- [Tâches]:
1) Dans l'extrait sur l'offensive contre l'EIIL, réécrivez le passage qui s'ouvre sur les mots « Cérémonie d’allégeance de » et se clôt sur « recevoir les allégeances. », en remplaçant « représentant » par « délégué ».
2) Parmi les lignes de données, extrayez chacune de celles où figure la chaîne « logo ».

- [Extrait du texte]:
Échec de l’offensive de l’Armée syrienne libre contre l’État islamique en Irak et au Levant

Le 3 janvier 2014, deux formations issues de l’Armée syrienne libre (ASL), renforcées plus tard par une coalition de rebelles modérés et de salafistes du Front islamique ont lancé une offensive contre l’État islamique en Irak et au Levant (EIIL). Elle s’est soldée par un échec, malgré la supériorité numérique des assaillants. Plus d’un mois après, l’EIIL semble en mesure de maintenir nombre de ses positions.

Cérémonie d’allégeance de plusieurs tribus à Abou Bakr al-Baghdadi, émir de l’EIIL. Au centre, le représentant de l’émir chargé de recevoir les allégeances.
Raqqa, octobre 2013 (RMC).

Éléments répertoriés dans un jeu de données
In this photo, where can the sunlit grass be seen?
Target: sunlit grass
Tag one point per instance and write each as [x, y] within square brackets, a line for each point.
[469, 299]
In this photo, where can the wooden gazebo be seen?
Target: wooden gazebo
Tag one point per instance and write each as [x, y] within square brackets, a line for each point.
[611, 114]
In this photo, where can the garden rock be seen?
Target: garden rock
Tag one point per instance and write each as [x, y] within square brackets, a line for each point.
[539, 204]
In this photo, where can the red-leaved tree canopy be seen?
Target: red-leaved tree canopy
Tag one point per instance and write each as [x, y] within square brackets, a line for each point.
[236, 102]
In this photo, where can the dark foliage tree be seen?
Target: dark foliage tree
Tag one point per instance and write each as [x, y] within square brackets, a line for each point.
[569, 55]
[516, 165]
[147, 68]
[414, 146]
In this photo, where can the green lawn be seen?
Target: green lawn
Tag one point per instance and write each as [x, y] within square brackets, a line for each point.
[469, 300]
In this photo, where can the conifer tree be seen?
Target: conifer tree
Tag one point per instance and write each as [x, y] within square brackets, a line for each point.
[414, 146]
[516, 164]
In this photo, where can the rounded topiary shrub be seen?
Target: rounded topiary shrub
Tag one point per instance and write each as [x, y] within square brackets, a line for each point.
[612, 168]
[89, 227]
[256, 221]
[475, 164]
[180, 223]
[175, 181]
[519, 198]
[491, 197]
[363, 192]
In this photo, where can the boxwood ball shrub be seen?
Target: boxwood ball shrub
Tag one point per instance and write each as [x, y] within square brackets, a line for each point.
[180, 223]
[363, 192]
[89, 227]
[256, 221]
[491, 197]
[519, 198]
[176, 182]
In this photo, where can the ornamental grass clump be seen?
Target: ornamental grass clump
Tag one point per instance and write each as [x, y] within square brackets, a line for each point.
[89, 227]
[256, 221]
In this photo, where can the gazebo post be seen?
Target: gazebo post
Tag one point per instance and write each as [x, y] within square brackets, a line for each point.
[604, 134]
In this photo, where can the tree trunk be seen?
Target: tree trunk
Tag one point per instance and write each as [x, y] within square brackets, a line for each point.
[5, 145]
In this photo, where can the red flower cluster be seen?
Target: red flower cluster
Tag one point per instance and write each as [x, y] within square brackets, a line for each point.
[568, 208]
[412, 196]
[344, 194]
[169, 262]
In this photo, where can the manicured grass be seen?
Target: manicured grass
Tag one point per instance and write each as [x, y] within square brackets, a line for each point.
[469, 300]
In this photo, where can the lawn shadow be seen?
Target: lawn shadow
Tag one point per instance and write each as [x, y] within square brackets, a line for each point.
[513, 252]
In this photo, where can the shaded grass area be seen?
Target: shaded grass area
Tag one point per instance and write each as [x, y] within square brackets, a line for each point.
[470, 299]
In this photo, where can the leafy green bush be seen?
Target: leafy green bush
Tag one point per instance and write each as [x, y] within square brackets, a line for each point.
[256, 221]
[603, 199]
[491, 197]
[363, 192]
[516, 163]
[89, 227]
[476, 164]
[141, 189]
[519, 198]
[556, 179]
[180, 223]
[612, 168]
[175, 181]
==
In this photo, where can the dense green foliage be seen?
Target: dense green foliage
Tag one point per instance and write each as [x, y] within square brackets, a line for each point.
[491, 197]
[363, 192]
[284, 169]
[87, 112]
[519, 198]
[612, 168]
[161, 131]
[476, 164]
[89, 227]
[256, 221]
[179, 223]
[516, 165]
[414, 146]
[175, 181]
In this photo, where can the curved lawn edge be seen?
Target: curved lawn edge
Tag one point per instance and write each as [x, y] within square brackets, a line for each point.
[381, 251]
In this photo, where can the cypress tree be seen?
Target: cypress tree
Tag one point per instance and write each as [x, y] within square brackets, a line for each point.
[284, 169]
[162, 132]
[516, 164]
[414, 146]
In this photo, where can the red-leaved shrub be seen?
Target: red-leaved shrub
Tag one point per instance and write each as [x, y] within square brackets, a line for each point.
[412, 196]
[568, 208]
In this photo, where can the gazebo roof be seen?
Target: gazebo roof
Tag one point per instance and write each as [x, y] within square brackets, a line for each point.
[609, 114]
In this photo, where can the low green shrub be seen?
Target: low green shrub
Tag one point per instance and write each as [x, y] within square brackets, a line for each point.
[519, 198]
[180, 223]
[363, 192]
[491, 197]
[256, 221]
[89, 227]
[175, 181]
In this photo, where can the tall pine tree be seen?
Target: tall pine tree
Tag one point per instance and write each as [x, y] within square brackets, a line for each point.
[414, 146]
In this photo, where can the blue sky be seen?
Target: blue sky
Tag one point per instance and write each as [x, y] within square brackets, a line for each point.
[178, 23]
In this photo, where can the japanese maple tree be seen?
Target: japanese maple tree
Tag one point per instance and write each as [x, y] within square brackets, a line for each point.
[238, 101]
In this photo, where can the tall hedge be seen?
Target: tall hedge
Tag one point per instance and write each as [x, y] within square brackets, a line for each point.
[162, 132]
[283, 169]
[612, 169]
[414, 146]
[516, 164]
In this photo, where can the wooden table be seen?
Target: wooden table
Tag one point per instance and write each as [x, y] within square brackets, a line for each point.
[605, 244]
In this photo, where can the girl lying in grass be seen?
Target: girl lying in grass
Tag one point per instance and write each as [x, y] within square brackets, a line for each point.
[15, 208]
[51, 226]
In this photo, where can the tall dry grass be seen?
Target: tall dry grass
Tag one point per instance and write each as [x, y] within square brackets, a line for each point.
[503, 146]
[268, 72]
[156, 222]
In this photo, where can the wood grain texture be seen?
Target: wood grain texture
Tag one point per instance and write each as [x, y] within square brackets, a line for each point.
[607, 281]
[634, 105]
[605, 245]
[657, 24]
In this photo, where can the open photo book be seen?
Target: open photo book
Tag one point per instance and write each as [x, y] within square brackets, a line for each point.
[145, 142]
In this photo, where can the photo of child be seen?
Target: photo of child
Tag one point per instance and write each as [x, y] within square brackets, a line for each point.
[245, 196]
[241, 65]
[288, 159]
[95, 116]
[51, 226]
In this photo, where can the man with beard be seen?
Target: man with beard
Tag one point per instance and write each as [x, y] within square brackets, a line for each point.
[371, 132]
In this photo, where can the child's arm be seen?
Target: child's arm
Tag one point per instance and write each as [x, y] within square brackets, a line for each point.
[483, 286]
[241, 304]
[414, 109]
---
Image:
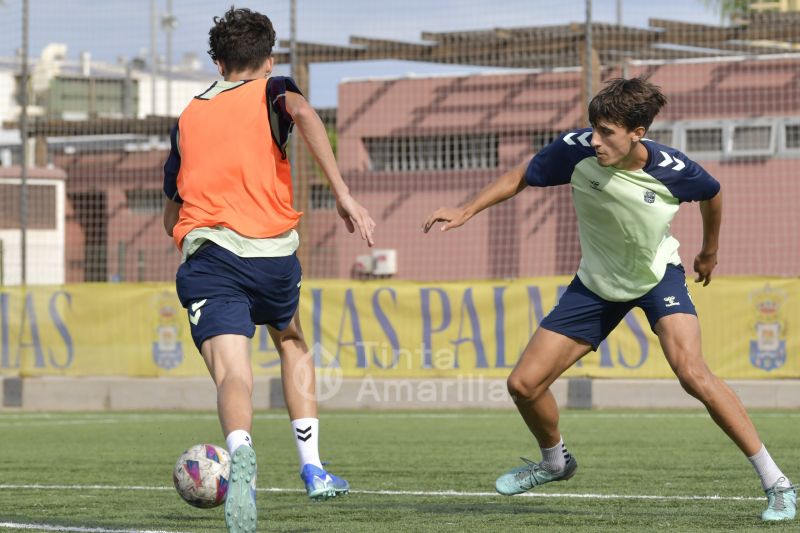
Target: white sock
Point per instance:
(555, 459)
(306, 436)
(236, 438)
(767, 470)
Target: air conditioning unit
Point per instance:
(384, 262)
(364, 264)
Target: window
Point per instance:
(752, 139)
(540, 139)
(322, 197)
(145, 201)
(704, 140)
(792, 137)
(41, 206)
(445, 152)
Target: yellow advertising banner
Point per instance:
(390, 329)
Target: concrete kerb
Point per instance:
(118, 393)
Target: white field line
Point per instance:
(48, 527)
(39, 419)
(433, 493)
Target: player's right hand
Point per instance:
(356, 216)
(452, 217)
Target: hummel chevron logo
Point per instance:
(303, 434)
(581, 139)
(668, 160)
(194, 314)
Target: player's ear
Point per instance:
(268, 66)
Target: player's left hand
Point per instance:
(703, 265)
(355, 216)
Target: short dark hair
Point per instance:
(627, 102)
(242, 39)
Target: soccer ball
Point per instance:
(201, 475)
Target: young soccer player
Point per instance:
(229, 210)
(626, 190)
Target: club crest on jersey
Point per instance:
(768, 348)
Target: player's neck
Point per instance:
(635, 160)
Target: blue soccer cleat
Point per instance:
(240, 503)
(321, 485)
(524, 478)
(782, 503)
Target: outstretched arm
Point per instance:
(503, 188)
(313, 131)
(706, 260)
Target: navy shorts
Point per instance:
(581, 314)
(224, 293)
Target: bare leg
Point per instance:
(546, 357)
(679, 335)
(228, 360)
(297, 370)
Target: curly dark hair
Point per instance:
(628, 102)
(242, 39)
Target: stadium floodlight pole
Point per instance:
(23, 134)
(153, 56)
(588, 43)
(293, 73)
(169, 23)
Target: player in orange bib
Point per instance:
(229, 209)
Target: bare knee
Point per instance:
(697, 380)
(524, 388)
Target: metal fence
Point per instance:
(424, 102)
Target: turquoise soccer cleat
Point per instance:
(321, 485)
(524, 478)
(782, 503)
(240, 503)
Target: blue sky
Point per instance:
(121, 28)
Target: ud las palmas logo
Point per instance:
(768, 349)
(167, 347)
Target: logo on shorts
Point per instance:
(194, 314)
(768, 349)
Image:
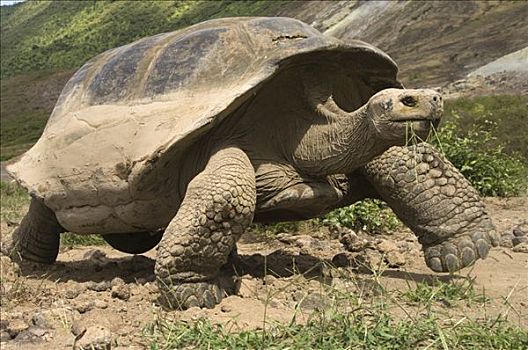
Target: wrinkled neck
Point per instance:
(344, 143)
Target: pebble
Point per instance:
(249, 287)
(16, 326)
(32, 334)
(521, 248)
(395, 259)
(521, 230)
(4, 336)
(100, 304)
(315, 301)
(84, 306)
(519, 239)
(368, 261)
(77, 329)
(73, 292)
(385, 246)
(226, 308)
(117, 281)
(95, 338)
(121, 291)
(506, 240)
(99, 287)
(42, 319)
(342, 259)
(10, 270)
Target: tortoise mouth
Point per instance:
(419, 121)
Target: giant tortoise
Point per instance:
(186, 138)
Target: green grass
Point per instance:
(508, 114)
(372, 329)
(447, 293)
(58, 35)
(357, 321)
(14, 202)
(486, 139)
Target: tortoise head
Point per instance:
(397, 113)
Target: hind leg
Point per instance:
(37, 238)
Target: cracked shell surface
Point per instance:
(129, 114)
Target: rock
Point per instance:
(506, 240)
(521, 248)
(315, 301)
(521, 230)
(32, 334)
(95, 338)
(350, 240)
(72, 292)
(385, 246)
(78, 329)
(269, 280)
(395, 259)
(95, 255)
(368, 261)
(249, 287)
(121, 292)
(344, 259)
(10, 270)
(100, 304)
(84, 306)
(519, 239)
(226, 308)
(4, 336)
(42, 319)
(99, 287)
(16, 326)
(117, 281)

- [Réponses par tâche]:
1)
Cérémonie d’allégeance de plusieurs tribus à Abou Bakr al-Baghdadi, émir de l’EIIL. Au centre, le délégué de l’émir chargé de recevoir les allégeances.

2)
Target: hummel chevron logo
Target: ud las palmas logo
Target: logo on shorts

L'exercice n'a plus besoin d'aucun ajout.